Which lines in the records below contain the word "collar"? Copy each of them.

*RECORDS SUPPLIED:*
= Beginning of Section =
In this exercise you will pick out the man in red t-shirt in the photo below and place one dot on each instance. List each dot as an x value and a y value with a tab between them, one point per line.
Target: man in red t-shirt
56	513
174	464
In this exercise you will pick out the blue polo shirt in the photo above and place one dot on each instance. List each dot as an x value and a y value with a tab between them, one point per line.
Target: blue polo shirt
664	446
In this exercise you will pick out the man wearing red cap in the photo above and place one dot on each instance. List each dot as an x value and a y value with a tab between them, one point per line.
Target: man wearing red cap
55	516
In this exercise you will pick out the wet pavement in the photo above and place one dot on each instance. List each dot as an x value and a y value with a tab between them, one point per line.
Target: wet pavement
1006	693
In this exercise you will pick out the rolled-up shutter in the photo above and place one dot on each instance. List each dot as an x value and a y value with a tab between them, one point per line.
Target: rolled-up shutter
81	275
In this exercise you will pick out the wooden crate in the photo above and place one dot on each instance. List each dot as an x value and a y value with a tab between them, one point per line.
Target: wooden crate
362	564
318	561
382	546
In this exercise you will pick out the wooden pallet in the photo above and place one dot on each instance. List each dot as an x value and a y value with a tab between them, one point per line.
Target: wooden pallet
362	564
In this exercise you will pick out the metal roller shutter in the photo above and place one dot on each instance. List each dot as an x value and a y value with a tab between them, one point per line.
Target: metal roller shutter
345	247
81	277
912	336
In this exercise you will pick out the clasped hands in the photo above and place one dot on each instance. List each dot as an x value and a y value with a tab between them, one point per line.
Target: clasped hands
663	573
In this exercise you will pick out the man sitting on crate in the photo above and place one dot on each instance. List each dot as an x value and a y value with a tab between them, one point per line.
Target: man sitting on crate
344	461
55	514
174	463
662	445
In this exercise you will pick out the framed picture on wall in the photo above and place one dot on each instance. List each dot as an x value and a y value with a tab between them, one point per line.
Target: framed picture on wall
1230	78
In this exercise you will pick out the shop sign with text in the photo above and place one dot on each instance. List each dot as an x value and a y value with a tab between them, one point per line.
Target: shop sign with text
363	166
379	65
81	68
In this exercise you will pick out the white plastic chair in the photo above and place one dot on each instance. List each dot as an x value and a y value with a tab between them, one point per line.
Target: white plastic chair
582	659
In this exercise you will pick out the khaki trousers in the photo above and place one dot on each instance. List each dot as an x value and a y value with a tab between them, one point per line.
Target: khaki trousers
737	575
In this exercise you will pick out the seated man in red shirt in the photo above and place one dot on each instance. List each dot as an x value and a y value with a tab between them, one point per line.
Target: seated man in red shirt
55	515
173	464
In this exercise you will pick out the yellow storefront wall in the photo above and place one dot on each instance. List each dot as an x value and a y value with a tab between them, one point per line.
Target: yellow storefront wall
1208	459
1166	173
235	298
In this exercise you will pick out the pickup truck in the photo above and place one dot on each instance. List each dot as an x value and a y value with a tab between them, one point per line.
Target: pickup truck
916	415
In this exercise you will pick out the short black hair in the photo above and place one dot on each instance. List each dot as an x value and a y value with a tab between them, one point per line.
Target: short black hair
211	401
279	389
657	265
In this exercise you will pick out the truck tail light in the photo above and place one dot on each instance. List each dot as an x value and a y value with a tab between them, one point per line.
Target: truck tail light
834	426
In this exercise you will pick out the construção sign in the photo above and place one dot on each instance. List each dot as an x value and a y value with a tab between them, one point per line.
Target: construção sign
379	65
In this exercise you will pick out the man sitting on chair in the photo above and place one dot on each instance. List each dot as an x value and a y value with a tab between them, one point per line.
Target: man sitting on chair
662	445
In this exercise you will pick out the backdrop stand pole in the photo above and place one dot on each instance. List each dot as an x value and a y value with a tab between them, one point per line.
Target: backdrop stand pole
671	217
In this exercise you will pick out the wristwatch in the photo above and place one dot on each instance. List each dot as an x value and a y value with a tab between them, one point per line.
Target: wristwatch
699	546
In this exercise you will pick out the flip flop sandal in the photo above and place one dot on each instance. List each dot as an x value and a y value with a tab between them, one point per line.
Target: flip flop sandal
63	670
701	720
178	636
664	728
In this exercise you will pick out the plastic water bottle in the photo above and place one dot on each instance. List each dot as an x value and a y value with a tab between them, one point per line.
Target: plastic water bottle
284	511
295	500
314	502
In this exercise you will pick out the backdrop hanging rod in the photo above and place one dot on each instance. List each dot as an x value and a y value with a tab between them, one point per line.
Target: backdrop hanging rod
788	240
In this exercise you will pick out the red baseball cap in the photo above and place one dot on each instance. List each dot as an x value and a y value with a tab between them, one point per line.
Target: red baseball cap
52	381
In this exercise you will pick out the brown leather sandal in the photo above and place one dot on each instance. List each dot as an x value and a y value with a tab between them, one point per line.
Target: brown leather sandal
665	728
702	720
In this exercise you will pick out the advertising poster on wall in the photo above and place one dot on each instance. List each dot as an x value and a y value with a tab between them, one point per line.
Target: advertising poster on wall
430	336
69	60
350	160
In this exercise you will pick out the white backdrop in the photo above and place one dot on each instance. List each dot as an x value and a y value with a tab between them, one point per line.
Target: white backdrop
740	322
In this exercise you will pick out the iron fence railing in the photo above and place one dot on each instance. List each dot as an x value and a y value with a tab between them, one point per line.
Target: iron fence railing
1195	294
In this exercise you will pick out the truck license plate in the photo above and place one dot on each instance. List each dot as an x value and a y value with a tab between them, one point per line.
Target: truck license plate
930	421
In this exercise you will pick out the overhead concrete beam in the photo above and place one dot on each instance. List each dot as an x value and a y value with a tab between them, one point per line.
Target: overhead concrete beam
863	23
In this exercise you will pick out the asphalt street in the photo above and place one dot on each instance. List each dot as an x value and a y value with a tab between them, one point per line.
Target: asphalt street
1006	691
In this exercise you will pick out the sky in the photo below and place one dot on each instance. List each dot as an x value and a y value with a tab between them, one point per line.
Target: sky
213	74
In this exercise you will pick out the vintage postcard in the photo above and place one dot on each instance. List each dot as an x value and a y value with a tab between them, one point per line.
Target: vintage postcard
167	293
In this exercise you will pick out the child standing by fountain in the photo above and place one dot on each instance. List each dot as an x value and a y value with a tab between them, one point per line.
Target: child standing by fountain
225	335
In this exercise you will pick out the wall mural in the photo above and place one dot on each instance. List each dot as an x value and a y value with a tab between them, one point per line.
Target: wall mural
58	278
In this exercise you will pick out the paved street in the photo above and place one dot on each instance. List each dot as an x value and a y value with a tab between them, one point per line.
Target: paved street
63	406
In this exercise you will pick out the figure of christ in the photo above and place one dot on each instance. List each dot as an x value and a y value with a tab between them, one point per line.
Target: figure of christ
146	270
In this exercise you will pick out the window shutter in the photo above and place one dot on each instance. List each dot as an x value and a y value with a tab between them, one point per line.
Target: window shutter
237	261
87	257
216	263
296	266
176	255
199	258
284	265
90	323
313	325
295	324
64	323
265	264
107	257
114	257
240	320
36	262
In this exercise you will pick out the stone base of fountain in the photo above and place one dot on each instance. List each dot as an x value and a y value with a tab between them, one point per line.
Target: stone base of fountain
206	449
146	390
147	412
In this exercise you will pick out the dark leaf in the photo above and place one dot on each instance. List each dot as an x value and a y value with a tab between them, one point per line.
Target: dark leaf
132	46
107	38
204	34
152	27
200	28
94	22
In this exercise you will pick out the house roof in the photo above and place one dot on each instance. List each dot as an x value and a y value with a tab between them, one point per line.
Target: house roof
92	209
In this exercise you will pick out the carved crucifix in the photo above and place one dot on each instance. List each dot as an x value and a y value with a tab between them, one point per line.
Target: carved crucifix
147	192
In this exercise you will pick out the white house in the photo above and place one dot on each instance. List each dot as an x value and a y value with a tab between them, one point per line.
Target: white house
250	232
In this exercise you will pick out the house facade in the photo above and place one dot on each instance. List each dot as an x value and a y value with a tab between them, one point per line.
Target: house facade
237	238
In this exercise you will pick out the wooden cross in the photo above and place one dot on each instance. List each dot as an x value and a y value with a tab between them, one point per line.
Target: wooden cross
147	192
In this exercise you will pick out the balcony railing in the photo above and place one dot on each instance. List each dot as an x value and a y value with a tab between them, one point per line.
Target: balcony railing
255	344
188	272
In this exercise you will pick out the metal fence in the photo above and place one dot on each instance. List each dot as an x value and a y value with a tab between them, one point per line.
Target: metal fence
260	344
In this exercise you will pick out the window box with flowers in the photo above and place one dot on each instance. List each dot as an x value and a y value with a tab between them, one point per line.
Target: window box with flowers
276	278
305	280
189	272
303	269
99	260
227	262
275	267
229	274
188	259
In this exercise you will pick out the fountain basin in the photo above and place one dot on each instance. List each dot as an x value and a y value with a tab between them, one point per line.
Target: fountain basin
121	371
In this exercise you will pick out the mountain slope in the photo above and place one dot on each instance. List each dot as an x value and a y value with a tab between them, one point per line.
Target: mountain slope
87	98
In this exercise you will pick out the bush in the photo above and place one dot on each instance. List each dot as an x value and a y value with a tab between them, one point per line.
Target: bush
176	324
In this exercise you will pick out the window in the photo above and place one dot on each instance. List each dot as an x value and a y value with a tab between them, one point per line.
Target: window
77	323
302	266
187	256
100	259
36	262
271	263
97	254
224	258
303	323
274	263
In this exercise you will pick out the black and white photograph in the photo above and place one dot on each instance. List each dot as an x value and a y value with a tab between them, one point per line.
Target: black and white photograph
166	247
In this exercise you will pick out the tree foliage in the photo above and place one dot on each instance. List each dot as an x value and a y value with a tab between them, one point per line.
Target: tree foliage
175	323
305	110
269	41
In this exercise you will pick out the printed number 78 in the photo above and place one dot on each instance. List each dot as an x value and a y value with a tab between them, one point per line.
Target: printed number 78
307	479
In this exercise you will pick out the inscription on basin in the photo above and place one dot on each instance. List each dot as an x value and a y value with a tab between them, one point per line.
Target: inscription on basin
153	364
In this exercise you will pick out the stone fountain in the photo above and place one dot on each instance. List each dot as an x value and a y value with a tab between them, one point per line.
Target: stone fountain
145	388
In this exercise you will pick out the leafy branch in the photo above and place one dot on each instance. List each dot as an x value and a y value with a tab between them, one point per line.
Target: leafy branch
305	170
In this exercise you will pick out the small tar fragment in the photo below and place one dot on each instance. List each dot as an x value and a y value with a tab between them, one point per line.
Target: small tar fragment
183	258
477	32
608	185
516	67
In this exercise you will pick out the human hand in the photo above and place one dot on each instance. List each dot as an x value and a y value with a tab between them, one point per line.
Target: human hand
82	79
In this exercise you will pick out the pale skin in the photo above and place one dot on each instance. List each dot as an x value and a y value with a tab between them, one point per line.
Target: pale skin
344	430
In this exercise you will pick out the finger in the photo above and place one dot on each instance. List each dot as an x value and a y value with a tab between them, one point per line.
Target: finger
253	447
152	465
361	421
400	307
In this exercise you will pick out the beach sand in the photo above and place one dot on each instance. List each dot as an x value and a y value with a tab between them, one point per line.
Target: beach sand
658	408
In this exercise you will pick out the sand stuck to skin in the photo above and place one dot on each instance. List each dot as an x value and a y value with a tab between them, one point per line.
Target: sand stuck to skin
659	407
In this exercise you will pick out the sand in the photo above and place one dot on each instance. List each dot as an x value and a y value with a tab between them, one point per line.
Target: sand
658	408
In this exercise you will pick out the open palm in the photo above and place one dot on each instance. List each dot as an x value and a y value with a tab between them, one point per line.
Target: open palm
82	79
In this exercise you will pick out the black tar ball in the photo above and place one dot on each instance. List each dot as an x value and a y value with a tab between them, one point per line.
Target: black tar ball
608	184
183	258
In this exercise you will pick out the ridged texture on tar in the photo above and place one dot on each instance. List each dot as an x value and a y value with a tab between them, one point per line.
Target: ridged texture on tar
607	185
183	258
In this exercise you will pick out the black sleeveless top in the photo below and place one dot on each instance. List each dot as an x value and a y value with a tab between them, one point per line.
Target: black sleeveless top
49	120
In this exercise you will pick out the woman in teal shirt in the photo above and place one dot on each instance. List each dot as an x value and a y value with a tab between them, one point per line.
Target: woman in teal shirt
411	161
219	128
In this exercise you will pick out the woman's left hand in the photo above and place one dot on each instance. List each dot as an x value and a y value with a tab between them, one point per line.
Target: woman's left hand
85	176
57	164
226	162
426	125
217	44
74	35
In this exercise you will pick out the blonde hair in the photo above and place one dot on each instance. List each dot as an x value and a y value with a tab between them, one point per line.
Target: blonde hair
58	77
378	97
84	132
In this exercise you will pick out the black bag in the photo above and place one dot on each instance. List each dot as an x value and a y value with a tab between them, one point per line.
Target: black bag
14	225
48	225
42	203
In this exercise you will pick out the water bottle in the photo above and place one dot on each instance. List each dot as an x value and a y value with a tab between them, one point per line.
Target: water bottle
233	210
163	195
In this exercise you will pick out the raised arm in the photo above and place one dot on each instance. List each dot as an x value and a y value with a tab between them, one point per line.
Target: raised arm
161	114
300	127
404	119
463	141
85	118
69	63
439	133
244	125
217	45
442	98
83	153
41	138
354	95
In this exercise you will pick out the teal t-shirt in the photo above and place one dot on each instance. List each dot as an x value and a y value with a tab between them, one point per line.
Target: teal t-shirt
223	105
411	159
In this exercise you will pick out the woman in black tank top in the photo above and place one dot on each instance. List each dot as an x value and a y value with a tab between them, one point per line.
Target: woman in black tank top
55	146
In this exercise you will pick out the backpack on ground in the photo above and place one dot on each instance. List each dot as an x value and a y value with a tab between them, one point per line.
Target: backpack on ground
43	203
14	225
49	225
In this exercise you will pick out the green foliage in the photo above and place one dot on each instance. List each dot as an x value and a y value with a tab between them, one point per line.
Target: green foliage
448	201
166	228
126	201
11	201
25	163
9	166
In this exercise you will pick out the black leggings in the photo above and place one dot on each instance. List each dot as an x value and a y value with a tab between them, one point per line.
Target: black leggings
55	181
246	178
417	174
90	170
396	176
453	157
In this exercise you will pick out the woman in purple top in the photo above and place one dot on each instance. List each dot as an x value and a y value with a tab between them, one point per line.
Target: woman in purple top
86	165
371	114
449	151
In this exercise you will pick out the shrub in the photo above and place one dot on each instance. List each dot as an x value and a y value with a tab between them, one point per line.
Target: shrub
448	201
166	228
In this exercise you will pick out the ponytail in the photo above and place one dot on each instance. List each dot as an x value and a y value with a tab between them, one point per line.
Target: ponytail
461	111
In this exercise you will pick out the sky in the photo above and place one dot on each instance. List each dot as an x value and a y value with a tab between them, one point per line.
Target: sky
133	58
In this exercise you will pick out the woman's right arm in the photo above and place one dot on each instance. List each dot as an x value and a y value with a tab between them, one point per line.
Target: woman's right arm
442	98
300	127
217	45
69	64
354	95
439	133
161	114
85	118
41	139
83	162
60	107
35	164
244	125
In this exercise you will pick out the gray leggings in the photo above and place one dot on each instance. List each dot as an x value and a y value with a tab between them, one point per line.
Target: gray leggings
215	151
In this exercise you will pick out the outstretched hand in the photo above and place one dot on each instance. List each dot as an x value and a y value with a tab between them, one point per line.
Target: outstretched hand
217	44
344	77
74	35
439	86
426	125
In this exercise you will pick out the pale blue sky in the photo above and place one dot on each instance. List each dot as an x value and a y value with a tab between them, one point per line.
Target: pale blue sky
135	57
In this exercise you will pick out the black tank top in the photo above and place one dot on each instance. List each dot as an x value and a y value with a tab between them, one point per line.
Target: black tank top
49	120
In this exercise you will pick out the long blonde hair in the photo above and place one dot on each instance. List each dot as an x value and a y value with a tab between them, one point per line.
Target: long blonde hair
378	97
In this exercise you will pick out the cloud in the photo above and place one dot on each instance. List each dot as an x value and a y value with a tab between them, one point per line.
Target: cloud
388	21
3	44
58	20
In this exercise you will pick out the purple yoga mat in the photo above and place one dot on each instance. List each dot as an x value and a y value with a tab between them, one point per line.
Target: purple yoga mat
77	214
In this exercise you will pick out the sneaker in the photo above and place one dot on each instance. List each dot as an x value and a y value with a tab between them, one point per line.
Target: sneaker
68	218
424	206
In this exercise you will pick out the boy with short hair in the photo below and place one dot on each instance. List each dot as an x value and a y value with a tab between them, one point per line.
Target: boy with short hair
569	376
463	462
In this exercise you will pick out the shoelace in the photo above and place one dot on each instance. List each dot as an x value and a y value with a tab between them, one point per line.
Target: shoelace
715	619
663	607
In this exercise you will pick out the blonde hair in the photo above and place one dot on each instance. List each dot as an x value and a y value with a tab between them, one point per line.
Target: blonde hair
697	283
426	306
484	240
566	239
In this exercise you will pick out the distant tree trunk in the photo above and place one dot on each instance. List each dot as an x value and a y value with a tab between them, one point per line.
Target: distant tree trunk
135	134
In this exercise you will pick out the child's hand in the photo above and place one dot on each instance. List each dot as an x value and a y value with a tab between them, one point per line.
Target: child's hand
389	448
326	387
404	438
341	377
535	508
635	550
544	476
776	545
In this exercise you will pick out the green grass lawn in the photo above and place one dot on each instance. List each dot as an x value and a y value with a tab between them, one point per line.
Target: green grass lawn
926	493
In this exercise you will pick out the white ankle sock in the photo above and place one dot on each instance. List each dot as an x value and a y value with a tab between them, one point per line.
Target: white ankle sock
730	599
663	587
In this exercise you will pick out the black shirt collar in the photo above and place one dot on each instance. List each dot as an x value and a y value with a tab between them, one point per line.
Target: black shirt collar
= End of Section =
*RESULT FOR THIS EXERCISE:*
In this exercise you will pick out the black shirt collar in the photo above and place one dot on each instance. List each dot as an x value and a y value with a tab between them, one point per line.
Target: black shirt collar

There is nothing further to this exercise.